Problem statement
Can you rewrite the listing below with every "keypoint" changed to "point", leaving everything else as it is?

Data shown

:::::

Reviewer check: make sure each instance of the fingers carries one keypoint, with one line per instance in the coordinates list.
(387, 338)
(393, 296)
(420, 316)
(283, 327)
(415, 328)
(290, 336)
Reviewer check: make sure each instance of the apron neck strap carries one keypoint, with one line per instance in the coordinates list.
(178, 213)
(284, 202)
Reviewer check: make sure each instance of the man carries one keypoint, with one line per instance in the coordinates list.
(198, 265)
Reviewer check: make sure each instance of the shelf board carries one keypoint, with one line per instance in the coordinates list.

:::::

Result of the exercise
Reviewer check: make sure each instance of the fingers carries one point, with one line per instance in the coordinates list.
(387, 338)
(393, 296)
(420, 316)
(283, 327)
(415, 328)
(290, 336)
Reviewer check: make sure each instance of the apron neck strap carries one point, with one line per instance in the coordinates list.
(178, 213)
(284, 202)
Reviewer check: make sure each instance of the man carries one point, with one line per instance in the coordinates list.
(198, 265)
Reviewer check: make sure each instance of the shelf board carries one point, with one line per instance in the coordinates list.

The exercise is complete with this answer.